• PROBLEM: Write out the material below again, swapping "white flower cluster" for "pale blossom cluster" and leaving everything else unchanged. Leave the pictures out.
** Begin **
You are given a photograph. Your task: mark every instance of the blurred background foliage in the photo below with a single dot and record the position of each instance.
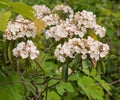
(108, 15)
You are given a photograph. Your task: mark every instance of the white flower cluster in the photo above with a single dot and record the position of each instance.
(78, 25)
(19, 28)
(51, 19)
(74, 29)
(86, 47)
(65, 9)
(25, 50)
(63, 30)
(41, 10)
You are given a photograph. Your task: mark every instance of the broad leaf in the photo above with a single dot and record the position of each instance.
(23, 9)
(4, 18)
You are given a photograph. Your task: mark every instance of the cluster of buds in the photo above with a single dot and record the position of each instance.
(26, 50)
(86, 47)
(19, 28)
(73, 28)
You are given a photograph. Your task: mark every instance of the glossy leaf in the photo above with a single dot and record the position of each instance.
(23, 9)
(4, 18)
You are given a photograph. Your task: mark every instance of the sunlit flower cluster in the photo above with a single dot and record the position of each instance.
(65, 9)
(74, 28)
(19, 28)
(26, 50)
(41, 10)
(51, 19)
(86, 47)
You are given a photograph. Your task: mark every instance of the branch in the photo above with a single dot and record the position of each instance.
(23, 79)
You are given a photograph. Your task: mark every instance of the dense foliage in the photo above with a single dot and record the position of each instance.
(45, 78)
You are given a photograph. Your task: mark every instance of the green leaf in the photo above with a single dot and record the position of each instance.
(12, 87)
(23, 9)
(65, 72)
(4, 3)
(105, 85)
(9, 51)
(91, 89)
(67, 86)
(4, 18)
(60, 90)
(52, 95)
(74, 77)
** End **
• SOLUTION TO THE EXERCISE:
You are given a photograph. Your task: mark every instance of the blurred background foliage in the photo below with a single dot and record the position of each instance.
(108, 15)
You are given a photograph. Your task: mark every instance of the pale blossom cluster in the photo above with a single dot and record the position of each instance.
(78, 25)
(19, 28)
(51, 19)
(74, 29)
(86, 47)
(65, 9)
(25, 50)
(63, 30)
(41, 10)
You are given a photograph. Your task: mark every instance of the broad leaf in the photo above with a single dot and record the position of each instance.
(23, 9)
(4, 18)
You are given a photograph. Your task: mark every instance of the cluster of buds in the photo above with a single dot and record the position of each instance.
(26, 50)
(86, 47)
(19, 28)
(73, 28)
You are given a photograph. Your task: mark every instance of the glossy leaf in the photo above with a single dot and record the position of each instance.
(23, 9)
(4, 18)
You are given a photograph. Your task: mark every instance of the sunlit flower cluster in the photo above with a single dot and record the position of each instance.
(65, 9)
(74, 28)
(19, 28)
(26, 50)
(41, 10)
(51, 19)
(86, 47)
You are given a photograph. Your task: mark every instance of the branch in the photo above with a single dot and record the position of each instance.
(23, 79)
You are given a photograph. Your task: mark every instance of the dense foliage in the photo above with a single dot and record the position of each instance.
(45, 78)
You are given a photograph. Your task: mark every instance of the green leaf in the photo above with a single dot and record the position of each instance.
(12, 87)
(23, 9)
(65, 72)
(4, 3)
(105, 85)
(9, 51)
(91, 89)
(67, 86)
(4, 18)
(60, 90)
(52, 95)
(74, 77)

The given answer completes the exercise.